=== Task material ===

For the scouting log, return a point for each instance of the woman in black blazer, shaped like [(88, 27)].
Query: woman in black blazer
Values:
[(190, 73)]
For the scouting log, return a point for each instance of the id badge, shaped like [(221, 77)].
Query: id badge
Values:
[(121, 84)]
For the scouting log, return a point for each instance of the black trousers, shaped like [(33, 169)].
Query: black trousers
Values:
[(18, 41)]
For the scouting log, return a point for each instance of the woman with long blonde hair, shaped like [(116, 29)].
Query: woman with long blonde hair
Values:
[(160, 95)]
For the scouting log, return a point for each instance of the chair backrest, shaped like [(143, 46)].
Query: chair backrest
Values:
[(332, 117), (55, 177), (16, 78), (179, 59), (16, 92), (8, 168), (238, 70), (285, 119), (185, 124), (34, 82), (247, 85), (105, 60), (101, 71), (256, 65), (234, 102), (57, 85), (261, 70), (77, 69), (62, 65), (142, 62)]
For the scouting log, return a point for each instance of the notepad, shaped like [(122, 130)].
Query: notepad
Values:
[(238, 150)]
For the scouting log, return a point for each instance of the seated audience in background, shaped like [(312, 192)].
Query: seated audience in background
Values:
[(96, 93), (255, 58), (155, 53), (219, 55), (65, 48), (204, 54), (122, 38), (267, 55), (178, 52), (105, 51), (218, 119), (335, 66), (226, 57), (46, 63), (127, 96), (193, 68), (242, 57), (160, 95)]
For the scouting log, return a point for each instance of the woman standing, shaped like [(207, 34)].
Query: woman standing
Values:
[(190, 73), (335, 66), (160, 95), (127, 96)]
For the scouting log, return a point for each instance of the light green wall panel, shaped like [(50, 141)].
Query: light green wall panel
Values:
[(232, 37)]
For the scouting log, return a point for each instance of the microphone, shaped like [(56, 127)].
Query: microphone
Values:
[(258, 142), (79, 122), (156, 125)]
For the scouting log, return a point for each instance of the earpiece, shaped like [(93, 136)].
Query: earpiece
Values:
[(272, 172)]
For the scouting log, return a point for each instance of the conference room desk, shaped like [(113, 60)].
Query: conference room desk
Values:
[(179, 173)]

===

> [The request] Without changing a word, restate the whole listing.

> [Expected answer]
For the scouting log, return a point for each instance of the woman in black blazer, shaped like [(88, 27)].
Query: woman in black blazer
Values:
[(190, 73)]
For the scouting log, return a point for each instance of the id badge, shaped like [(221, 77)].
Query: id badge
Values:
[(121, 84)]
For the scouting log, return a point for each instance of the black trousers, shaped like [(33, 169)].
Query: black trousers
Values:
[(18, 41)]
For the scouting log, return a point for each instance of the woman with long blonde hair, shaped like [(116, 29)].
Query: woman with long blonde hair
Values:
[(160, 95)]
For the scouting log, return a point for each instance of the chair backrest, shaped like [(143, 46)].
Query: chair backrest
Values:
[(332, 117), (55, 177), (16, 78), (179, 59), (16, 92), (8, 168), (238, 70), (285, 119), (185, 124), (34, 82), (247, 85), (105, 60), (101, 71), (256, 65), (234, 102), (57, 85), (261, 70), (77, 69), (62, 65), (142, 62)]
For the scouting log, return a point for each instance of the notepad, shaped like [(122, 130)].
Query: notepad
Values:
[(238, 150)]
For the scouting log, return a point for each instance of the seated audience in background, shaped like [(312, 192)].
Query: seated audience in background
Values:
[(96, 93), (255, 58), (155, 53), (219, 55), (65, 48), (204, 54), (122, 38), (267, 55), (178, 52), (105, 51), (218, 119), (335, 66), (226, 57), (46, 63), (127, 96), (193, 68), (242, 57), (160, 95)]
For the scouting log, return a point for each instance of the woman standing, shaped like [(207, 34)].
Query: woman standing
Values:
[(190, 73), (335, 66), (160, 95), (127, 96)]
For the scouting log, return a point for each instance of the light green wall panel, shaped like [(50, 141)].
Query: light green wall panel
Values:
[(232, 37)]
For the scouting log, return a point for each instance of the microphone, shaped like [(56, 127)].
Query: microphone
Values:
[(258, 142), (79, 122), (156, 125)]
For the scouting log, return a point for each instance of the earpiece, shaped like [(93, 136)].
Query: earpiece
Values:
[(272, 172)]
For the scouting log, return a point for each instance of the conference room desk, shaped like [(113, 60)].
Query: conference room desk
Values:
[(179, 173)]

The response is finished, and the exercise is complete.